━━ READING PASSAGE

He also remembers having good conversations with McCarthy’s mother about the Catholic faith. She gave him Scott Hahn’s conversion memoir Rome Sweet Home to read. But he had hang-ups about Catholicism he couldn’t fully get past.

The pair had moved to Phoenix for work in 1992, and did well in their careers. But their marriage struggled for various reasons, and the two divorced after seven years.

Over the next decade, they kept in touch on and off. A series of events they now term “miracles” kept reconnecting them: McCarthy’s car being broken into, Block having eye surgery, McCarthy being hospitalized after a car accident. Each incident brought them together, even though Block had started dating another woman and was preparing to propose.

Finally, on a full moon evening, McCarthy came over to Block’s home and they sat outside and talked about getting back together.

“It was after talking to her, I was just laying there one night — and it was really the Holy Spirit, there’s no ifs, ands, or buts about it — that just said, ‘If you do get married to this other lady, it’s just not going to be right.’”

After that, things fell into place. Block had already bought his Woodland home. McCarthy easily sold her home in Phoenix and got out of her work contract to move back with him. They remarried on July 29, 2012.

━━━━
━━ INFORMATION PROVIDED

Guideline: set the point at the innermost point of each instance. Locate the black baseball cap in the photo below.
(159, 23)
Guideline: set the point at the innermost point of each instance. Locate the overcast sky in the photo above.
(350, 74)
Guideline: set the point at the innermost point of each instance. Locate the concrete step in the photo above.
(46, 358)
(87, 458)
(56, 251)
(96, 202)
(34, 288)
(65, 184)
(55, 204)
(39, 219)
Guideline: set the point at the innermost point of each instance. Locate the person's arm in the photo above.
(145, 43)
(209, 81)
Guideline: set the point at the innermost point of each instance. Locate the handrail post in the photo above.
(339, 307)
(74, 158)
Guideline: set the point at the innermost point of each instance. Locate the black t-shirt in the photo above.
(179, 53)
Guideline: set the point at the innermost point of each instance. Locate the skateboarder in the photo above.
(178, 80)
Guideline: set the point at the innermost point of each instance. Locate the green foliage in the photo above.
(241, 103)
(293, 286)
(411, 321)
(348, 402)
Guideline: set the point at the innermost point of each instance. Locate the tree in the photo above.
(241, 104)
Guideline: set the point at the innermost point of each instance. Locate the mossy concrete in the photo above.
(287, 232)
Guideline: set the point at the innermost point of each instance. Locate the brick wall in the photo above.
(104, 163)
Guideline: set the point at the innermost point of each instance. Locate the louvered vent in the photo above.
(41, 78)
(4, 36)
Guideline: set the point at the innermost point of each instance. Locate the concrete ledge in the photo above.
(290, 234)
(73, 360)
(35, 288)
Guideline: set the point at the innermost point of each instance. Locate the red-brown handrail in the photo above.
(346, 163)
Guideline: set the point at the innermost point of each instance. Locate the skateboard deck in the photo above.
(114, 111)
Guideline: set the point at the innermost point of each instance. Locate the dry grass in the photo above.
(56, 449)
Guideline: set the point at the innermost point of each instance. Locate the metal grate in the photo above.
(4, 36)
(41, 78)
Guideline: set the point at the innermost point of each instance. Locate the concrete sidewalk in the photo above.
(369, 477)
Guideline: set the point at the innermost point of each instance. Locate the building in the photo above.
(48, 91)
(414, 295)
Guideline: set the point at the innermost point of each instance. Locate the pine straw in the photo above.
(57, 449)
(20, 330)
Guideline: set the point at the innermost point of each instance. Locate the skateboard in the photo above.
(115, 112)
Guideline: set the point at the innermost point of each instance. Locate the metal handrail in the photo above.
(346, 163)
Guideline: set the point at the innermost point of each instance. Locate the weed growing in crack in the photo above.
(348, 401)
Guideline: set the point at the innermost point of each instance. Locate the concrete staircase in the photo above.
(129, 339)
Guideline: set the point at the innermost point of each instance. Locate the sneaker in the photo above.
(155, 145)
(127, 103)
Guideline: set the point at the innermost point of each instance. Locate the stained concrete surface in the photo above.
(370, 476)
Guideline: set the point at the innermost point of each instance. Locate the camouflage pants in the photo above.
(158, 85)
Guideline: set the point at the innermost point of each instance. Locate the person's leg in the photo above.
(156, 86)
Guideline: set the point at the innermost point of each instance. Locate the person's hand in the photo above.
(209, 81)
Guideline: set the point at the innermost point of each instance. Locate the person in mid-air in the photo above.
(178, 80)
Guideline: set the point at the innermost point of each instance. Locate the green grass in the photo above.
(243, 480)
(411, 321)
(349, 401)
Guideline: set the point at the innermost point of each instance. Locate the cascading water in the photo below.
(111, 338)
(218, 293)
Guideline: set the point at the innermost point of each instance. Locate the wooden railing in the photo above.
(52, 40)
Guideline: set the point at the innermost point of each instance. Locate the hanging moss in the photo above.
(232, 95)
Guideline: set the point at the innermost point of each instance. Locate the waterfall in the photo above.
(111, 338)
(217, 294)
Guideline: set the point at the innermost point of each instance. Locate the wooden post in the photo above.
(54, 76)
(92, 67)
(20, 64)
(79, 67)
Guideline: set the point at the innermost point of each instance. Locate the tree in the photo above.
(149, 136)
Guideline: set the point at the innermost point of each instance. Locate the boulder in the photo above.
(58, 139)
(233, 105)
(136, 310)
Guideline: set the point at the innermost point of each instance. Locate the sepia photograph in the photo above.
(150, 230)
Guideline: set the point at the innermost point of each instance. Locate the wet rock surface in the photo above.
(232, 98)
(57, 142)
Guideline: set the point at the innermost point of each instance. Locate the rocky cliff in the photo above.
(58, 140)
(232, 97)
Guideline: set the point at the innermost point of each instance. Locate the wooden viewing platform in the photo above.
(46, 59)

━━━━

ASSIGNED TASK:
Pick up the account of Block and McCarthy's reconciliation and remarriage after its final sentence, and continue it.

EXERCISE OUTPUT:
“Juliann coming to me and the Lord talking to me,” Block recalls, all seemed preordained. “Believe me, you know when the Holy Spirit is talking to you.”

“Whether it’s financial or spiritual, the whole thing, God has really directed my life even when I was making silly decisions.”

All in

Block wasn’t going to hold back anything in this second chance at marriage with McCarthy. If their two different faiths had been a stumbling block before, they weren’t going to be this time around. Block was ready to become Catholic.

He went through the RCIA process and joined the church at Easter 2013. After going through the annulment process for his first marriage, Block and McCarthy had their marriage convalidated, or blessed, in the Catholic Church on Valentine’s Day 2014.

Receiving Communion is very important to Block, and now as a Catholic he can do that at Mass, where he sees a higher reverence for the body and blood of Jesus Christ. “We’re really sharing the Lord and what he did for us,” he said. “Not being able to do that before just wasn’t right.”

“We get to live together in our faith, and I think that … solidifies us and helps us get through any difficulties that we have,” McCarthy said. “Having Dave be my partner in life and in the church has opened up the church for me.”

The two are happily involved in their small, close-knit parish at St. Philip.

“St. Philip’s is a pretty special community, just very accepting and very loving,” McCarthy said. “Our ability to be in that community with our friends and working together in our faith has strengthened us.”

Block fits right in.

“David is very effusive,” said Father Jerry Woodman, St. Philip’s former pastor, who now leads its Hispanic ministry. “He is one of our best greeters. And he’s a hugger.”

“Even the most standoffish person, he can somehow get through. He’s just one of those ‘really glad to see you’ people.”

Father Woodman recalls how Block has challenged older kids at the parish to recite Scripture verses by heart, offering them a small financial incentive if they can.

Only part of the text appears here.